In the records, starting at the line that contains "of the storefront" and ending at the line that contains "pixel 64 76", switch "storefront sign" to "shop sign" and write out only those lines, with nothing else changed.
##############################
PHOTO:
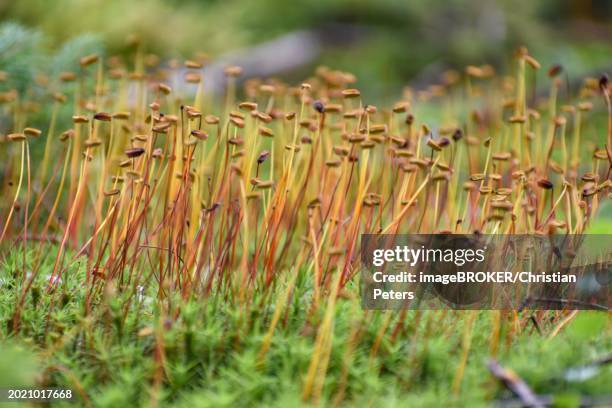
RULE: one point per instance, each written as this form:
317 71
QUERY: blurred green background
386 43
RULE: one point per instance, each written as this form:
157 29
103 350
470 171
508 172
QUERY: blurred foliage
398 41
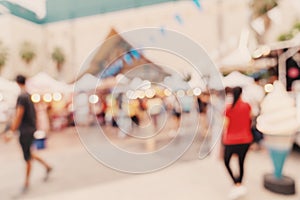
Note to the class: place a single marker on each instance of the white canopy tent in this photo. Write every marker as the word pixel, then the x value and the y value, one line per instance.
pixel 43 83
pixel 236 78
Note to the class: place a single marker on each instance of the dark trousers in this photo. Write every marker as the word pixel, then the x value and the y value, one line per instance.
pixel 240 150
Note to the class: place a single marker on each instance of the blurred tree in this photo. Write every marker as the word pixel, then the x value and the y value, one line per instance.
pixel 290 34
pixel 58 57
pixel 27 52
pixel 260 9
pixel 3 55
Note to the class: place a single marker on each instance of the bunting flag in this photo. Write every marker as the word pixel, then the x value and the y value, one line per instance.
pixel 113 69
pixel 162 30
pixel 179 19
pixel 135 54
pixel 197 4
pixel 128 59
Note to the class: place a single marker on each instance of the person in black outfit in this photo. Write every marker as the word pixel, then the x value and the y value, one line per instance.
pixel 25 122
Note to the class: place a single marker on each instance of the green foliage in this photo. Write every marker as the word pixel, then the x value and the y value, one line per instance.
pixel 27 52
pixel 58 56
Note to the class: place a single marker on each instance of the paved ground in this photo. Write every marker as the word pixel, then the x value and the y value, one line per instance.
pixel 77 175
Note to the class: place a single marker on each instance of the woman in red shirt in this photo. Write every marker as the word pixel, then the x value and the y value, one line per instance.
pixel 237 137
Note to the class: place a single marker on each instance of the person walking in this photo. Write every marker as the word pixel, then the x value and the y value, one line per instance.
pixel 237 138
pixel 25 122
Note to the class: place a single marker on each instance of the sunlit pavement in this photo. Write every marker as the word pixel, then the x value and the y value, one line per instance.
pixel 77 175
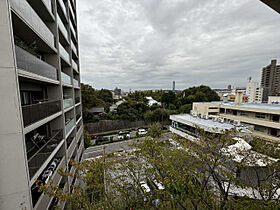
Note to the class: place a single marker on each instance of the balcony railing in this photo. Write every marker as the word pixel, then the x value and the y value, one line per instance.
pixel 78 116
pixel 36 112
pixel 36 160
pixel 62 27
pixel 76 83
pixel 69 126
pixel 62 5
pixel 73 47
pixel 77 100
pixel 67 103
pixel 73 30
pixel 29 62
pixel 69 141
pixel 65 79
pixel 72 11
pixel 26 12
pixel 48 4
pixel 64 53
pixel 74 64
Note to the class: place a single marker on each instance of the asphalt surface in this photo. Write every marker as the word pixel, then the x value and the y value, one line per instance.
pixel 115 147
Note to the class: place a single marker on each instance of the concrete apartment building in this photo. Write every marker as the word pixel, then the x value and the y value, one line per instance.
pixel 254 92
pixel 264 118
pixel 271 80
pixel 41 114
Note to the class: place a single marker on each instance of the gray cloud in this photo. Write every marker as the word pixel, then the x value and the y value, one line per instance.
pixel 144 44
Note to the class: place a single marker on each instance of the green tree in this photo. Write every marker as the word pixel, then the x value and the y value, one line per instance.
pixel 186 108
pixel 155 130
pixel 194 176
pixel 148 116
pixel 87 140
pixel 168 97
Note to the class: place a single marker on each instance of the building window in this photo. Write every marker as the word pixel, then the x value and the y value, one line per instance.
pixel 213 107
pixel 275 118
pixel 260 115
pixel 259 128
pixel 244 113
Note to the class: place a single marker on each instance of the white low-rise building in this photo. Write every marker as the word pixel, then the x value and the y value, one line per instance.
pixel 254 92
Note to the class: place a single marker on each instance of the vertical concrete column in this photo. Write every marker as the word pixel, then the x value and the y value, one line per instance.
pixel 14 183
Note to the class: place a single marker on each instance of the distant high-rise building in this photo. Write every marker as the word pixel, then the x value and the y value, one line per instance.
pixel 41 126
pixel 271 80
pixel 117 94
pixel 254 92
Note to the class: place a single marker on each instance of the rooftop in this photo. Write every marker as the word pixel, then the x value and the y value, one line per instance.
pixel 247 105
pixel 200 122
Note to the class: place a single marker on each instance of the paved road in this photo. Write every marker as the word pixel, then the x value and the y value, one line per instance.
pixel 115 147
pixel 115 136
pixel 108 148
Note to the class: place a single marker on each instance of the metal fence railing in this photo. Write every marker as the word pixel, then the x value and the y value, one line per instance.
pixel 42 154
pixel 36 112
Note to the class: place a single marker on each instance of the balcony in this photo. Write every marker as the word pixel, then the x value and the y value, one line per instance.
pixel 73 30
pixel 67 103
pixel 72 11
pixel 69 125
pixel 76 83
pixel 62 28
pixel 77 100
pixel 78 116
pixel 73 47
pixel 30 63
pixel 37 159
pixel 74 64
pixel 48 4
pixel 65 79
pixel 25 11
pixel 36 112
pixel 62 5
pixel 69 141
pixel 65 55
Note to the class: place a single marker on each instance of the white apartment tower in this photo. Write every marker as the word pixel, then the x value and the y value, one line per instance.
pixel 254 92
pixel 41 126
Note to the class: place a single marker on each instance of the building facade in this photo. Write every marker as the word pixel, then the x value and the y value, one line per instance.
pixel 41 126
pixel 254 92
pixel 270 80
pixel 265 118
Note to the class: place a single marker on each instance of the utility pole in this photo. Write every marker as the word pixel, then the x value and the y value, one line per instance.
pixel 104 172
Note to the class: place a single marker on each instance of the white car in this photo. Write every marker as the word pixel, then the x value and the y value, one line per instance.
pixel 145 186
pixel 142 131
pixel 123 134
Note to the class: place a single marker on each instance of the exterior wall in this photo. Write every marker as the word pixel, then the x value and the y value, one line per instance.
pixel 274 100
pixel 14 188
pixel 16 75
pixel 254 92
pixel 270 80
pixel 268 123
##############################
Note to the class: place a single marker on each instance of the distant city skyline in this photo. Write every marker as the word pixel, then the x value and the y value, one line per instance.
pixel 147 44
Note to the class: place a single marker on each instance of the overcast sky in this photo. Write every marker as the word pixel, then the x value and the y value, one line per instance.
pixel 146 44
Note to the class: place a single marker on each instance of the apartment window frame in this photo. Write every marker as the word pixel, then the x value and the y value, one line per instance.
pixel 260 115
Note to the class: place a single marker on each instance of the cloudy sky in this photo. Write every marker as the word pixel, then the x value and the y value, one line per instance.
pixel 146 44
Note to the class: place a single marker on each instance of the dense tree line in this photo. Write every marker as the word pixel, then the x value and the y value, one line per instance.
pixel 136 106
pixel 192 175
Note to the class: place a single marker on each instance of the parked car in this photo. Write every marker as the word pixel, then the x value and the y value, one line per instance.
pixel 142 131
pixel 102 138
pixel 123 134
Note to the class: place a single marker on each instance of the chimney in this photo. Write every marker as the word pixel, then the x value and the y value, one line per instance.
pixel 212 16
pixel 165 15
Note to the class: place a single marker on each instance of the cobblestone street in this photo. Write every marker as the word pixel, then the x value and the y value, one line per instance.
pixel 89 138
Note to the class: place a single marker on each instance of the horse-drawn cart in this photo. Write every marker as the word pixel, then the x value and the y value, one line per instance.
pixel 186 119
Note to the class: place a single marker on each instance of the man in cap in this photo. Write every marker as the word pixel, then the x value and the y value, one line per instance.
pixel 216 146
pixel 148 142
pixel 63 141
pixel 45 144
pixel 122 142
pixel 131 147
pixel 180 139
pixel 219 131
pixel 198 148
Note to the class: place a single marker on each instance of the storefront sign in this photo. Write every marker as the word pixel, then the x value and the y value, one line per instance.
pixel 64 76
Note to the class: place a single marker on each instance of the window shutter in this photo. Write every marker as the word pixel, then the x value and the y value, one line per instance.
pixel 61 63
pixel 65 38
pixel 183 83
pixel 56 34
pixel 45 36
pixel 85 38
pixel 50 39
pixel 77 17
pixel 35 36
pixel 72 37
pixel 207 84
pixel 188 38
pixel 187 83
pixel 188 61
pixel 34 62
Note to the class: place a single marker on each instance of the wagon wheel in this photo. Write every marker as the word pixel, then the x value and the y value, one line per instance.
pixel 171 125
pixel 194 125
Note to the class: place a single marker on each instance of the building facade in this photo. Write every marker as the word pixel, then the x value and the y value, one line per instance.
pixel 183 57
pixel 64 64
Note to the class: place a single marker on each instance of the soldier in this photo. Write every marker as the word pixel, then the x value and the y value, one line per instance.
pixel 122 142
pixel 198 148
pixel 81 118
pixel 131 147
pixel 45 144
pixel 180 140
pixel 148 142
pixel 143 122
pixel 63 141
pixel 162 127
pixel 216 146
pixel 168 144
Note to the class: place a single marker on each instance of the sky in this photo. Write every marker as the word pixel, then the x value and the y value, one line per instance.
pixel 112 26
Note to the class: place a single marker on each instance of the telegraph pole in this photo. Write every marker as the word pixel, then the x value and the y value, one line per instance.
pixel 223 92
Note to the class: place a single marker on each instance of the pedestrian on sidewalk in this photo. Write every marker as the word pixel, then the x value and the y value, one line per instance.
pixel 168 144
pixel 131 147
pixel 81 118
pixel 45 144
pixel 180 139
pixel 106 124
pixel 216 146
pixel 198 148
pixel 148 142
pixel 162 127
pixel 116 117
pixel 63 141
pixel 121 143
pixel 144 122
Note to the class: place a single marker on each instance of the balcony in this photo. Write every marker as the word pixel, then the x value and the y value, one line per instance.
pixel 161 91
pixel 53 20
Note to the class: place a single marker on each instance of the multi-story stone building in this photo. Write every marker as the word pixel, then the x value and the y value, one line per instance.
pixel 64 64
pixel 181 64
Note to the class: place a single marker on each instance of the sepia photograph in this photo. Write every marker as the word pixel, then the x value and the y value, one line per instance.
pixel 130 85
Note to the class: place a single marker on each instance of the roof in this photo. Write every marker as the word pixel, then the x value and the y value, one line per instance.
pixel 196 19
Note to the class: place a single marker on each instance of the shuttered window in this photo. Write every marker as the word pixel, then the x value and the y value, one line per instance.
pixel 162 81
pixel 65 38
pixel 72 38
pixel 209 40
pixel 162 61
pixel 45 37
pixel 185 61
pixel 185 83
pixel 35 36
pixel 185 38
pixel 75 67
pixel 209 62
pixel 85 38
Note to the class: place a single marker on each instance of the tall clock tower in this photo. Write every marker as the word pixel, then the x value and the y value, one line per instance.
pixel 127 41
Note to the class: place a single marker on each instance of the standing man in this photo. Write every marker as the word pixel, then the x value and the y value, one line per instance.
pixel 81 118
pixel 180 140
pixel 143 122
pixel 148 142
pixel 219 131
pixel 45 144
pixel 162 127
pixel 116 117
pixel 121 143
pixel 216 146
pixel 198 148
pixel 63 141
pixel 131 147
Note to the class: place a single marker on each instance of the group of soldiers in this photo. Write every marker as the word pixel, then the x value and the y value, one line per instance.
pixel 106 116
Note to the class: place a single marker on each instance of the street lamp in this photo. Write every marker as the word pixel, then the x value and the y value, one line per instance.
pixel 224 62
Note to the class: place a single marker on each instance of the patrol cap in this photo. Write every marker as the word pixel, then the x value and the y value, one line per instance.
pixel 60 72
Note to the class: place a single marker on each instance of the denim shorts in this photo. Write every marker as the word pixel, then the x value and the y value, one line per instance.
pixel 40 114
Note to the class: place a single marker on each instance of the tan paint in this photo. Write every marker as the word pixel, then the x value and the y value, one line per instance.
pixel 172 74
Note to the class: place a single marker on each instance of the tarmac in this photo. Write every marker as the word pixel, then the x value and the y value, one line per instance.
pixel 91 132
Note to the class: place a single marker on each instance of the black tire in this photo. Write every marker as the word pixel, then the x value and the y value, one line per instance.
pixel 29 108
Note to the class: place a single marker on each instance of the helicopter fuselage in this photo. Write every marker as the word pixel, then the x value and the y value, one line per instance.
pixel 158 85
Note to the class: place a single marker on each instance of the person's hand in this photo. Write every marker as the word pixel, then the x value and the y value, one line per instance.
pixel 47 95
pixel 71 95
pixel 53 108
##############################
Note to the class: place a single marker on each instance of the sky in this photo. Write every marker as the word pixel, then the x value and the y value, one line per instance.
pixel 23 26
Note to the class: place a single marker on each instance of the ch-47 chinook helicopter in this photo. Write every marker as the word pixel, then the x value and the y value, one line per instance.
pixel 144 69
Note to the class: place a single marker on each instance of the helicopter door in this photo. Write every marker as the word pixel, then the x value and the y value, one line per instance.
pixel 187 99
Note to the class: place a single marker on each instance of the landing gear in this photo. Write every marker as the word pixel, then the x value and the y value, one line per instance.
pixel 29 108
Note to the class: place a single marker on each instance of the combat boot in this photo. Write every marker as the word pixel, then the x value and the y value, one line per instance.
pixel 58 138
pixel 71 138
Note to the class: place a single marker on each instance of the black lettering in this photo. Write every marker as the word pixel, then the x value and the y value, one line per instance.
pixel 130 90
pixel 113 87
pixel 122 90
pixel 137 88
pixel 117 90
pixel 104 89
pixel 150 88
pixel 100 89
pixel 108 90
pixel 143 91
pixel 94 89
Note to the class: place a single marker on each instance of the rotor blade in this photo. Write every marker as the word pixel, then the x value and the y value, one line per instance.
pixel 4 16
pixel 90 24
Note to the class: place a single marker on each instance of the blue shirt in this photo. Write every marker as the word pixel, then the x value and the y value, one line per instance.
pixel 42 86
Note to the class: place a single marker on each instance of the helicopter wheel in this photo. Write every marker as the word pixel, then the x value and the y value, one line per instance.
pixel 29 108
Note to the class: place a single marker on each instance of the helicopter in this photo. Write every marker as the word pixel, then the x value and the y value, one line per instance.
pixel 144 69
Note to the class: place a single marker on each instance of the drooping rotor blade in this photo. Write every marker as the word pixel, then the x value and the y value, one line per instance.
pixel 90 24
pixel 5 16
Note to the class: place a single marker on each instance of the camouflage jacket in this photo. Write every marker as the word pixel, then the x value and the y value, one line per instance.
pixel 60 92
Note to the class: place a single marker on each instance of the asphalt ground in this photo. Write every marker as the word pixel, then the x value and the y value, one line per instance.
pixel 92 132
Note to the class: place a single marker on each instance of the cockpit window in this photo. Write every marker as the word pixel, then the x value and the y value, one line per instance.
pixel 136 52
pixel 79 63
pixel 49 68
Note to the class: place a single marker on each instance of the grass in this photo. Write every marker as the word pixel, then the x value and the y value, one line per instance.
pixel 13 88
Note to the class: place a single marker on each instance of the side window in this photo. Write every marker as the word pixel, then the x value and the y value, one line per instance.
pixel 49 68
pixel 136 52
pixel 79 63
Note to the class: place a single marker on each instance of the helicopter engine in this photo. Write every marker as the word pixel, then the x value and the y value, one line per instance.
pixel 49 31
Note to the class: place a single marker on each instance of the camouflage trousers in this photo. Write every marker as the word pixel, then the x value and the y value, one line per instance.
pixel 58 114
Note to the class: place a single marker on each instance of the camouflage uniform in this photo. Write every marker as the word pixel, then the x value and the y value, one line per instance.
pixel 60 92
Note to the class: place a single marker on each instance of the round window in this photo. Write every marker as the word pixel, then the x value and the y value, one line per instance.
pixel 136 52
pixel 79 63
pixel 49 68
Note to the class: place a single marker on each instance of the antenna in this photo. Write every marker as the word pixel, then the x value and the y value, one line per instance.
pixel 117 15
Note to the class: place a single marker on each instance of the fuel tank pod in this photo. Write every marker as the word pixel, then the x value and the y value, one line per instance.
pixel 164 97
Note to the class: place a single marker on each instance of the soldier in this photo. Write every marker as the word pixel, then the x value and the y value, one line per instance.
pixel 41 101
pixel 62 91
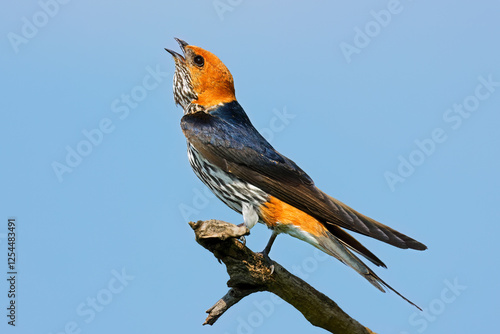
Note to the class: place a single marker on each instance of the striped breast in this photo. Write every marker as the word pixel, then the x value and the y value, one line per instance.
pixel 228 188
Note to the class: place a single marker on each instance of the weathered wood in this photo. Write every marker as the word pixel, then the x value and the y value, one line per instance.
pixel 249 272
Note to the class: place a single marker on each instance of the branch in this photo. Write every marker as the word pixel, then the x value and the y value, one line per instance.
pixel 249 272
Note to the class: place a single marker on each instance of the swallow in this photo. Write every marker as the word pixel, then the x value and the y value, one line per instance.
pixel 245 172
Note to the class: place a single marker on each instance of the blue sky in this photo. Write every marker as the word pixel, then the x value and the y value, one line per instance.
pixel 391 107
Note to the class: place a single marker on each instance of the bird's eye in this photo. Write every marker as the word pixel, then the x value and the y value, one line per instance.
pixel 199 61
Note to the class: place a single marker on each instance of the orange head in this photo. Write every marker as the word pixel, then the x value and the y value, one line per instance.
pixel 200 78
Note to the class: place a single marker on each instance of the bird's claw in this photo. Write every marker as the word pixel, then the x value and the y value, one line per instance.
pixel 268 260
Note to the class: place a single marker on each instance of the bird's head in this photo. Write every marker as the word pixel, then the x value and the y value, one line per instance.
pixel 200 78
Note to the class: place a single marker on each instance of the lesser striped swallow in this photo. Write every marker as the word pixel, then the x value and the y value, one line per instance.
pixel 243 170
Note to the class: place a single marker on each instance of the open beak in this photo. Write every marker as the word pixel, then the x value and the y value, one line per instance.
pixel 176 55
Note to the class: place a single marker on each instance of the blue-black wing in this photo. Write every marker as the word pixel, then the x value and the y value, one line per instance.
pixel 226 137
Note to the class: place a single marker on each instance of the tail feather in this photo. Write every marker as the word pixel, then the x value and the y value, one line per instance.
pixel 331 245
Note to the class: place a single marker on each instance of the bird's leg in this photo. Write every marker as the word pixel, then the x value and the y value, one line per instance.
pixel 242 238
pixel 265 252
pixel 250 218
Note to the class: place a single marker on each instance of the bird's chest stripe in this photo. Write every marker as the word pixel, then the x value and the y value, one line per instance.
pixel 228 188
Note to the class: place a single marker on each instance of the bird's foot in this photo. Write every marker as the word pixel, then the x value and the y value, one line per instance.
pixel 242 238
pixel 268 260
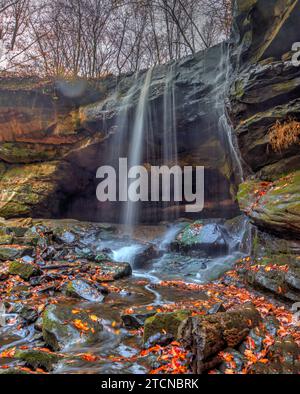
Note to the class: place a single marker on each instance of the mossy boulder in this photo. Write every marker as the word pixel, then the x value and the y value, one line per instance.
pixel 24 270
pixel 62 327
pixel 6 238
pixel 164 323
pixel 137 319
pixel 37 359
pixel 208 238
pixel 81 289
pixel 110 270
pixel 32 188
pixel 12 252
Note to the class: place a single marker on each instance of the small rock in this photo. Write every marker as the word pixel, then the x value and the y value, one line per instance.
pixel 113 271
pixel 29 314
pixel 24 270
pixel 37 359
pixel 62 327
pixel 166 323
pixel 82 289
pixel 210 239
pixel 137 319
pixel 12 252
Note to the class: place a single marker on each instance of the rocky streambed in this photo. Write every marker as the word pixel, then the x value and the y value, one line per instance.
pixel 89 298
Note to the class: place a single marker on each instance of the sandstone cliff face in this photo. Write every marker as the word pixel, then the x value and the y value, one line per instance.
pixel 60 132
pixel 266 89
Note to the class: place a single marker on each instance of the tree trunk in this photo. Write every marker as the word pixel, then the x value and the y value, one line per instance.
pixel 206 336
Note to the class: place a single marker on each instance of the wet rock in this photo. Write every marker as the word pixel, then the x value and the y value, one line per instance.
##############################
EXPECTED ANSWER:
Note to the class: place a single marker on each instance of the shop sign in this photo. Write every marker as the word pixel, then the x value and the y value, one line per instance.
pixel 64 76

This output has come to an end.